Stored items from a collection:
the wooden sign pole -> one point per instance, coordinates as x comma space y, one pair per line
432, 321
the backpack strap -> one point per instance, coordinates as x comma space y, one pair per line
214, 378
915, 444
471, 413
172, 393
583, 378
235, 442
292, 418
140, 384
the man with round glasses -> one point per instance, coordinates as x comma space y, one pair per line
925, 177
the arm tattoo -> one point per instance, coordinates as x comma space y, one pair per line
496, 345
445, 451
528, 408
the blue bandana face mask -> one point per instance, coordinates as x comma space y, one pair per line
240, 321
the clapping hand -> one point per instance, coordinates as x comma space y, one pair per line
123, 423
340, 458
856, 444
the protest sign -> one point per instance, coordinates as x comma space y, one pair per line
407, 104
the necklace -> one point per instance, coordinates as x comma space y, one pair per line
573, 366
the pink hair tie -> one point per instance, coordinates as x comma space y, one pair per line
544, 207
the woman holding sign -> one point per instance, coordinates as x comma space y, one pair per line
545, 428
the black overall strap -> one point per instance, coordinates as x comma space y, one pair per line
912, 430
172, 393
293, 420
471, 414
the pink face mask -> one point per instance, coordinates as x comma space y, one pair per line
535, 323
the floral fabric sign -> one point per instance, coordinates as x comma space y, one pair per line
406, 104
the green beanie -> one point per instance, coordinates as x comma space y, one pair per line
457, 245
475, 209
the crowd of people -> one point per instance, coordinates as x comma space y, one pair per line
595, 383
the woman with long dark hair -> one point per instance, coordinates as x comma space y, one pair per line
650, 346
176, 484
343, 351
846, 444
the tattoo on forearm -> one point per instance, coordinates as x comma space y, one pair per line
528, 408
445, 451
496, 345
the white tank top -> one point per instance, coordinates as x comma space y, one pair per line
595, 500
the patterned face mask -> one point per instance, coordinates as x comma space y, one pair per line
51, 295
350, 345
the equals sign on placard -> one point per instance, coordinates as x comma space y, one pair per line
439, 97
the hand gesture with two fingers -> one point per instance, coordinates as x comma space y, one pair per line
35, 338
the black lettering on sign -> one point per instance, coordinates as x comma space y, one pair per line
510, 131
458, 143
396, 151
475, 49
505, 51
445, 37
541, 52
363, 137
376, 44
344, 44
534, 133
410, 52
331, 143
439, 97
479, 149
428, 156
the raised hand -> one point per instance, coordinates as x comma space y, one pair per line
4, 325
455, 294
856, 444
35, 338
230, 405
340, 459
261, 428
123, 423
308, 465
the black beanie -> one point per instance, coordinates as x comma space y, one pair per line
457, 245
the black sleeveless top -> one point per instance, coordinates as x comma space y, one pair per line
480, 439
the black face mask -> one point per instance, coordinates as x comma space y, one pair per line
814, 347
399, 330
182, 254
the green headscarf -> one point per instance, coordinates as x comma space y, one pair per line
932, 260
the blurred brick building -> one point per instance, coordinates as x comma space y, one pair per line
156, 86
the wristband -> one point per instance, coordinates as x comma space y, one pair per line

- TASK -
Please restate every record shown above, word for word.

- RESULT -
the wooden sign pole -> one point per instance, coordinates as x comma space y, one pair per line
432, 321
the backpack strap -> one point per instance, coordinates as x comma space y, one pair per line
214, 378
915, 444
471, 413
172, 393
583, 378
235, 442
292, 418
140, 384
the man with round glasses -> one point per instance, coordinates as x comma space y, one pair per line
925, 177
the arm tattoo -> one point per instance, coordinates as x comma space y, one pair per line
496, 345
445, 451
528, 408
the blue bandana face mask -> one point per instance, coordinates as x comma space y, one pair per line
240, 321
the clapping hand -> one point per instance, coordinates as x comma space y, one pair per line
123, 423
340, 458
856, 444
the protest sign -> one point per instance, coordinates as x comma space y, one pair per line
407, 104
the necklace -> one point per instance, coordinates as x comma space y, one pair per line
573, 366
the pink hair tie -> one point per instance, coordinates as x comma space y, one pair per line
544, 207
the woman holding sign -> one point per instance, coordinates as x comma space y, one pair per line
545, 428
the black overall strap -> one point per instance, coordinates as x comma space y, one pair per line
912, 430
172, 393
293, 420
471, 414
the pink face mask -> one point per instance, coordinates as x comma space y, one pair per line
535, 323
the floral fabric sign -> one point per instance, coordinates as x comma space y, one pair per line
406, 104
the green beanie -> one point per instance, coordinates as x comma space y, one pair per line
457, 245
475, 209
the crowd of people -> one point per instance, coordinates as x comma space y, one pair per line
595, 383
the woman with long dark hair -> one point per instance, coordinates as x comma space y, one pair per line
650, 346
176, 484
343, 351
846, 444
the tattoo on forearm -> one point per instance, coordinates as x comma space y, one pair per line
528, 408
445, 451
496, 345
the white tank top -> one point per instance, coordinates as x comma space y, one pair per line
595, 500
the patterned face mask -> one point per instance, coordinates as x comma space y, one pair per line
51, 295
350, 345
the equals sign on placard -> one point per instance, coordinates as x comma space y, one pair per line
439, 97
the hand gesture with two fingers -> one point per instance, coordinates as x comma space y, one pair per line
35, 338
the black lettering on sign -> one point per instance, coordinates as x comma space y, one pair per line
510, 131
458, 143
396, 151
475, 49
505, 51
445, 37
541, 52
363, 137
376, 44
344, 44
534, 133
410, 52
331, 143
439, 97
479, 149
428, 156
the raised hand -> one point per instance, coordinates as x comma space y, one pair per line
4, 325
455, 294
856, 444
35, 338
230, 405
340, 459
261, 428
123, 423
308, 465
the black beanie -> one point per instance, coordinates as x comma space y, one pair per line
457, 245
the black sleeveless top -> one point per instance, coordinates as x comma space y, one pair per line
480, 439
the black face mask -> one point per instance, coordinates as x comma space y, one pair per line
814, 347
399, 330
182, 254
the green headscarf -> one point per instance, coordinates as x comma space y, one pair per line
932, 260
the blurred brick building -> one point per instance, coordinates as x comma space y, one pair per line
156, 86
the wristband -> one point per instance, coordinates as x comma space y, one pair per line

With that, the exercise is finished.